-- Begin --
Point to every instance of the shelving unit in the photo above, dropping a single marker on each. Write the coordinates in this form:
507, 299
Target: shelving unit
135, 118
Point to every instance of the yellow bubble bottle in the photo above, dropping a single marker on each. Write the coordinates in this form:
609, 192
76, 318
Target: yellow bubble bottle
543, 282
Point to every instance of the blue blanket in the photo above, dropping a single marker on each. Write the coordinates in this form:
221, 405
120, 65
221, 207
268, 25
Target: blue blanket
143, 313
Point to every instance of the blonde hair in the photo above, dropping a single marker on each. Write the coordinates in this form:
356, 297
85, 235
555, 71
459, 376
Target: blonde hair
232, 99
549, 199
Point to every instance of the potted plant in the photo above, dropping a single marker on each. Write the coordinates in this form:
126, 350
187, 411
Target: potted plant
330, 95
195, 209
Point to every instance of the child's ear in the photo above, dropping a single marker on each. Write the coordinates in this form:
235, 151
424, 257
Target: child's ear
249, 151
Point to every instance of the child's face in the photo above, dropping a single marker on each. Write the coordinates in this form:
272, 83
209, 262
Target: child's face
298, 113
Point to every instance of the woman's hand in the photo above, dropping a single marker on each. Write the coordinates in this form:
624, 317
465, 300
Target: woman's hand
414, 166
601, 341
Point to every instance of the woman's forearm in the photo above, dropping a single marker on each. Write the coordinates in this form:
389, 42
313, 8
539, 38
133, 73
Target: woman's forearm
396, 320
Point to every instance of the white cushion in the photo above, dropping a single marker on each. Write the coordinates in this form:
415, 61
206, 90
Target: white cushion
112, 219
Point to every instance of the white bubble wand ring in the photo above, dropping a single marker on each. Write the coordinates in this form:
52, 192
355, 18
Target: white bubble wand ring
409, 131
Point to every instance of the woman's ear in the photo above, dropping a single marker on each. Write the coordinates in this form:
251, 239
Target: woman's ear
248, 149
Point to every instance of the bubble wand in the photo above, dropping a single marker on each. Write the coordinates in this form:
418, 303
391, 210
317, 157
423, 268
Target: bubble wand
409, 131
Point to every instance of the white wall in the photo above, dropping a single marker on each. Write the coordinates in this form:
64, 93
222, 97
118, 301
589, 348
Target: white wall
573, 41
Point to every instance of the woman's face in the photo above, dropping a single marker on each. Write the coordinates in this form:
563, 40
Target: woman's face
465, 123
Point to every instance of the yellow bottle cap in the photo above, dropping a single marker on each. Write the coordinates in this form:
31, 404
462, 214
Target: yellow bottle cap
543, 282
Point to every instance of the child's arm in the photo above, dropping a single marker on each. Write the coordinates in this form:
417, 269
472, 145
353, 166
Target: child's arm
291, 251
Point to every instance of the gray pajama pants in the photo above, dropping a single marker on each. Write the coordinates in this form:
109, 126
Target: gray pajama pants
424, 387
-- End --
Rewrite every one of the records above, swapping each "dropping" for "placing" and keeping everything else identical.

Point to every instance of the shelving unit in the photo above, placing a single marker on each. Write the coordinates in this form:
507, 299
Target: shelving unit
135, 118
Point to every instance of the yellow bubble bottle in the photo above, placing a single marker on each. Write the coordinates in this form:
609, 192
76, 318
Target: yellow bubble bottle
543, 282
Point to every instance of the blue blanket in the photo above, placing a single marker on each. Write the coordinates in this form:
221, 405
120, 65
221, 207
268, 25
Target: blue blanket
143, 313
Point to every instance of the blonde hair in the photo above, placing a single marker on each. Write the coordinates in this form:
356, 297
85, 235
555, 71
459, 376
Target: blonde hair
232, 99
549, 199
Point to every instance of the potted plant in the photo above, placing a single marker on each. Write the coordinates in this form:
126, 350
187, 411
Target: potted plant
330, 95
195, 209
Point to every instance of the child's ear in the photo above, placing a single marker on each. Write the coordinates in this form:
235, 151
424, 257
Target: child's ear
249, 151
Point to every instance of the child's face in the photo above, placing a single marker on each. Write the coordinates in this form:
272, 83
209, 262
Target: child's face
298, 113
Point to every instance of the woman's hand in the photo above, placing a single marker on each. Write the coordinates in this form:
624, 317
465, 300
Target: woman's hand
414, 166
601, 341
Point to every instance of the woman's forearm in the photo above, placing a single marker on each. Write the coordinates in this form:
389, 42
313, 8
539, 38
133, 73
Target: woman's forearm
396, 320
Point to every instance of the white cushion in the photo above, placing a single marker on each. Write the coordinates in this form:
415, 61
206, 90
Target: white cushion
112, 219
Point to every instance of the white bubble wand ring in the photo above, placing a single marker on each. Write the coordinates in this form:
52, 192
355, 18
Target: white bubble wand ring
409, 131
Point to every instance of the woman's ear in the photo above, placing a single marker on each. Write the coordinates in this form:
251, 239
Target: woman's ear
248, 149
Point to every instance of the bubble wand in the photo above, placing a single marker on each. Write the coordinates in this form:
418, 303
391, 210
317, 157
423, 268
Target: bubble wand
409, 131
Point to every instance of the white wall in the photo above, placing a single marker on each. Write the coordinates in this form:
64, 93
222, 97
118, 301
589, 348
Target: white wall
573, 41
Point to every instance of the woman's face in the photo above, placing a single marker on each. Write the coordinates in this form:
563, 40
Target: woman's face
465, 123
Point to every instance of the yellow bottle cap in the photo above, placing a single marker on each. Write the coordinates in this form:
31, 404
462, 214
Target: yellow bottle cap
543, 282
Point to every instance of the child's arm in the photo above, placing a single marker on each. Write the coordinates in this form:
417, 269
472, 145
353, 166
Target: child's arm
291, 251
Point to every instance of the gray pajama pants in the photo above, placing a single marker on each. Write the coordinates in this form:
109, 126
Target: gray pajama pants
424, 387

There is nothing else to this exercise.